Requirements ▸ Put the lines below, from the line with "Target: aircraft wing" through the last line of the rows, into a JSON list of strings, one string per line, with blank lines left out and no other lines added.

---------- Listed entries ----------

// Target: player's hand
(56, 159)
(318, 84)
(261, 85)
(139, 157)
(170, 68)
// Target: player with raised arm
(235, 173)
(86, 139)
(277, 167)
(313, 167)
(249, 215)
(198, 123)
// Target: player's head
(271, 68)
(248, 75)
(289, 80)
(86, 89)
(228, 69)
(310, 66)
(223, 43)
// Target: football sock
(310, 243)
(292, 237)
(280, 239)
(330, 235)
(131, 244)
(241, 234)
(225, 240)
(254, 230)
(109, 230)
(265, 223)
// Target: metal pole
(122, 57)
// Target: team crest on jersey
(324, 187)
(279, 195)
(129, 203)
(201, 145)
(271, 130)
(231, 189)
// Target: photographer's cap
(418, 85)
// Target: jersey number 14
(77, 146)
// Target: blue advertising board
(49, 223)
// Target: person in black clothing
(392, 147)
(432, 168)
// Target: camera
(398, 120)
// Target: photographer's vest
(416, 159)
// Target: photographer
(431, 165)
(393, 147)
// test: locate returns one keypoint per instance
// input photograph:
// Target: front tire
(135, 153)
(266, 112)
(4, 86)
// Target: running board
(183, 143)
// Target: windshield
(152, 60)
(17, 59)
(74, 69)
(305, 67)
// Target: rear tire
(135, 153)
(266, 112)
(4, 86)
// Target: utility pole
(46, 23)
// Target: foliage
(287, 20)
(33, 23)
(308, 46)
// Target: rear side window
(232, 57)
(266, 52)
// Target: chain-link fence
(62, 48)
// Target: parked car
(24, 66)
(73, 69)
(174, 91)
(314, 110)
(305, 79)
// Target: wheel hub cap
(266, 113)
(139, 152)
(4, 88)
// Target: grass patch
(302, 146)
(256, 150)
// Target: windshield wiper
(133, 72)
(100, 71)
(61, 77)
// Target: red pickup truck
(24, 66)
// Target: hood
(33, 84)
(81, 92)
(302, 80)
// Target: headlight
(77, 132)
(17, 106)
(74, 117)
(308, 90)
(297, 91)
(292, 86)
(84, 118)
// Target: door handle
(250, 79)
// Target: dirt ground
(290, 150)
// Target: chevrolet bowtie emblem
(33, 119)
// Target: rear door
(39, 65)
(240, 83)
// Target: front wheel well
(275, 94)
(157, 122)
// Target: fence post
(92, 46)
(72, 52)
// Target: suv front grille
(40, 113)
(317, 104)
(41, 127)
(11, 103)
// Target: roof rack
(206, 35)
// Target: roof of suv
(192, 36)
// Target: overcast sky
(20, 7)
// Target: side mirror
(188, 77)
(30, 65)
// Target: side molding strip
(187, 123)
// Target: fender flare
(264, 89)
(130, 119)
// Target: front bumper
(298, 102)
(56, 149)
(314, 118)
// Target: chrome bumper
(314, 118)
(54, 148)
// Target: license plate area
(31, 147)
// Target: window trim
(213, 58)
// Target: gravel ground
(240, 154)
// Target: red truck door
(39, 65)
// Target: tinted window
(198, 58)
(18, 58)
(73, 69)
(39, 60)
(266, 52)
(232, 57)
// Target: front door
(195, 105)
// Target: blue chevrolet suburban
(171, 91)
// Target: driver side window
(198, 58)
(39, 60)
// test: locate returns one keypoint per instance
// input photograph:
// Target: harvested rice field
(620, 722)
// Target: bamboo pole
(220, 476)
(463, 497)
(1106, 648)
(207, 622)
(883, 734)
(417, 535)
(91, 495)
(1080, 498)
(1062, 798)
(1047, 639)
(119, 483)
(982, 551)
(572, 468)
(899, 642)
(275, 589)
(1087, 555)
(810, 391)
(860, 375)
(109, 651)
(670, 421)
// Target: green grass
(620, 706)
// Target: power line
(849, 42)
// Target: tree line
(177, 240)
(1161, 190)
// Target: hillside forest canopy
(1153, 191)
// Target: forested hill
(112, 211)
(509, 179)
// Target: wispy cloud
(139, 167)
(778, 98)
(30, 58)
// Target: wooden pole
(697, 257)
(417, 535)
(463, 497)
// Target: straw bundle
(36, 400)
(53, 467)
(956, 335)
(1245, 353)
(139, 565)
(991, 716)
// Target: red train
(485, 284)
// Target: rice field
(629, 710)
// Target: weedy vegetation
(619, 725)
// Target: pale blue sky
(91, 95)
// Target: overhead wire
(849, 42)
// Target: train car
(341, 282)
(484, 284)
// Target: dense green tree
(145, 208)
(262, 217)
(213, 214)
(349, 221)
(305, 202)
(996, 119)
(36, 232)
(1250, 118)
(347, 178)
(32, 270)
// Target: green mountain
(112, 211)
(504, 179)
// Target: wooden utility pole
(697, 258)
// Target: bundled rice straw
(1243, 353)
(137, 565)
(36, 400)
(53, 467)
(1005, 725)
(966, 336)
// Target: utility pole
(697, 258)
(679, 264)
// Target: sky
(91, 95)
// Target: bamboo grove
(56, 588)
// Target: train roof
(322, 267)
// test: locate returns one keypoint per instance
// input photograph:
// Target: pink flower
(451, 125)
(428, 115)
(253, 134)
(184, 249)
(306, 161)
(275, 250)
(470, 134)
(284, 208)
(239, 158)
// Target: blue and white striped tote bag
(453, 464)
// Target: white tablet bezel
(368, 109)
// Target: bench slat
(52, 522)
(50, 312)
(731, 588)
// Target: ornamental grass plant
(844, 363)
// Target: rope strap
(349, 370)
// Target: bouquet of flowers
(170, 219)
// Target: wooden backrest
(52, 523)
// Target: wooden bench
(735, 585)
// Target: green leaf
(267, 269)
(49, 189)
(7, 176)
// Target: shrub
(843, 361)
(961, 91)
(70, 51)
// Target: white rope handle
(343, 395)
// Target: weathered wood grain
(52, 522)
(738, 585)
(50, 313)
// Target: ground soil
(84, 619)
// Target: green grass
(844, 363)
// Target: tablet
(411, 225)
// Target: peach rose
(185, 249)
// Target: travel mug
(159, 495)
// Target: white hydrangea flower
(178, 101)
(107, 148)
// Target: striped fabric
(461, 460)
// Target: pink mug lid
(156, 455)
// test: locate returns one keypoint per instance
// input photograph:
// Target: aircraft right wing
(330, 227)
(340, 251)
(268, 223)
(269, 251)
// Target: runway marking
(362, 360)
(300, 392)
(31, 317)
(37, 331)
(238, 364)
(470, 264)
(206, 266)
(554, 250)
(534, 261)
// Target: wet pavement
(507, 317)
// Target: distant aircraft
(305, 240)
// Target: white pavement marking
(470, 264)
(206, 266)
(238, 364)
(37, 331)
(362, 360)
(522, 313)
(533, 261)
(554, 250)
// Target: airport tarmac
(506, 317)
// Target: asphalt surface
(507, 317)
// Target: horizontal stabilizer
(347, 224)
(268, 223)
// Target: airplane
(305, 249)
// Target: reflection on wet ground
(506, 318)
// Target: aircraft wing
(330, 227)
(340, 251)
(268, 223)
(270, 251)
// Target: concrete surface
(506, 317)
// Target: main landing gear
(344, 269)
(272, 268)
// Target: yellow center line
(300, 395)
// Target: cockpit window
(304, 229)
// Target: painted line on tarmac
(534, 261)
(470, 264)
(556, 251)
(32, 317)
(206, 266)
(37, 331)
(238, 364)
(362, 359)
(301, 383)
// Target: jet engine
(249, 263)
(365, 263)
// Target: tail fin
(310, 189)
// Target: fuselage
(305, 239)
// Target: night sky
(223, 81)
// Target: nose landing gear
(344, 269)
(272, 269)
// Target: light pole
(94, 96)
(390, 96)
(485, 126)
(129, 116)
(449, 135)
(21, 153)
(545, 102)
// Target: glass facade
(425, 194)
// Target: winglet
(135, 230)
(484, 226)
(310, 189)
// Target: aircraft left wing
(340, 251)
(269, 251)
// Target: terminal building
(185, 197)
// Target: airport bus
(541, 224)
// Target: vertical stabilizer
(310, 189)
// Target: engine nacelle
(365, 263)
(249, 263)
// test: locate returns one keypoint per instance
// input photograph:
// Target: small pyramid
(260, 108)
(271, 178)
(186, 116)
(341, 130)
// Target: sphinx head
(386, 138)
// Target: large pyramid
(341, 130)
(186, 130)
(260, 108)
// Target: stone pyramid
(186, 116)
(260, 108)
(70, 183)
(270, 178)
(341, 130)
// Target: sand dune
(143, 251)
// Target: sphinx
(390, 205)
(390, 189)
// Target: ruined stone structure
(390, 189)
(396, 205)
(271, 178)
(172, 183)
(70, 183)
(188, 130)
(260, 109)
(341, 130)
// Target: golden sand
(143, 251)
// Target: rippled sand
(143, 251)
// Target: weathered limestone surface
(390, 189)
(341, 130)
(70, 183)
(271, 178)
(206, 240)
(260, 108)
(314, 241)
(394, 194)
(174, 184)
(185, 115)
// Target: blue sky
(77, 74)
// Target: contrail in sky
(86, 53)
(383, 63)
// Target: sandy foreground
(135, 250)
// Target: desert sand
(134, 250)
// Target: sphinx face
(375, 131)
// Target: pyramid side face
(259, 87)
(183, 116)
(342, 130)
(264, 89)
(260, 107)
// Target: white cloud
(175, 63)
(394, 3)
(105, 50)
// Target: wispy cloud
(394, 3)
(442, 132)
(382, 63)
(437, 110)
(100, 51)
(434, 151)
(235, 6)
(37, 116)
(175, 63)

----------

Right answer ▸
[
  "// Target: aircraft wing",
  "(330, 227)",
  "(340, 251)",
  "(268, 223)",
  "(270, 251)",
  "// Target: concrete surface",
  "(506, 317)",
  "// Target: main landing gear",
  "(344, 269)",
  "(272, 268)",
  "// Target: yellow center line",
  "(300, 395)",
  "// Target: cockpit window",
  "(304, 229)",
  "// Target: painted line on tarmac",
  "(534, 261)",
  "(470, 264)",
  "(556, 251)",
  "(32, 317)",
  "(206, 266)",
  "(37, 331)",
  "(238, 364)",
  "(362, 359)",
  "(301, 383)",
  "// Target: jet engine",
  "(249, 263)",
  "(365, 263)",
  "// Target: tail fin",
  "(310, 189)",
  "// Target: fuselage",
  "(305, 239)",
  "// Target: night sky",
  "(223, 81)",
  "// Target: nose landing gear",
  "(344, 269)",
  "(272, 269)",
  "// Target: light pole",
  "(94, 96)",
  "(390, 96)",
  "(485, 126)",
  "(129, 116)",
  "(449, 135)",
  "(21, 153)",
  "(545, 102)",
  "// Target: glass facade",
  "(425, 194)",
  "// Target: winglet",
  "(135, 230)",
  "(484, 226)",
  "(310, 189)",
  "// Target: aircraft left wing",
  "(340, 251)",
  "(269, 251)",
  "// Target: terminal building",
  "(185, 197)",
  "// Target: airport bus",
  "(541, 224)",
  "// Target: vertical stabilizer",
  "(310, 189)",
  "// Target: engine nacelle",
  "(365, 263)",
  "(249, 263)",
  "// test: locate returns one keypoint per instance",
  "// input photograph:",
  "// Target: small pyramid",
  "(260, 108)",
  "(271, 178)",
  "(186, 116)",
  "(341, 130)",
  "// Target: sphinx head",
  "(386, 138)",
  "// Target: large pyramid",
  "(341, 130)",
  "(186, 130)",
  "(260, 108)",
  "// Target: stone pyramid",
  "(186, 116)",
  "(260, 108)",
  "(70, 183)",
  "(270, 178)",
  "(341, 130)",
  "// Target: sand dune",
  "(143, 251)",
  "// Target: sphinx",
  "(390, 205)",
  "(390, 189)",
  "// Target: ruined stone structure",
  "(390, 189)",
  "(396, 205)",
  "(271, 178)",
  "(172, 183)",
  "(70, 183)",
  "(188, 130)",
  "(260, 109)",
  "(341, 130)",
  "// Target: golden sand",
  "(143, 251)",
  "// Target: rippled sand",
  "(143, 251)",
  "// Target: weathered limestone surface",
  "(390, 189)",
  "(341, 130)",
  "(70, 183)",
  "(271, 178)",
  "(206, 240)",
  "(260, 108)",
  "(314, 241)",
  "(394, 194)",
  "(174, 184)",
  "(185, 115)",
  "// Target: blue sky",
  "(77, 74)",
  "// Target: contrail in sky",
  "(86, 53)",
  "(383, 63)",
  "// Target: sandy foreground",
  "(135, 250)",
  "// Target: desert sand",
  "(134, 250)",
  "// Target: sphinx face",
  "(375, 131)",
  "// Target: pyramid side face",
  "(259, 87)",
  "(183, 116)",
  "(342, 130)",
  "(264, 89)",
  "(260, 107)",
  "// Target: white cloud",
  "(175, 63)",
  "(394, 3)",
  "(105, 50)",
  "// Target: wispy cloud",
  "(394, 3)",
  "(442, 132)",
  "(382, 63)",
  "(437, 110)",
  "(100, 51)",
  "(434, 151)",
  "(235, 6)",
  "(37, 116)",
  "(175, 63)"
]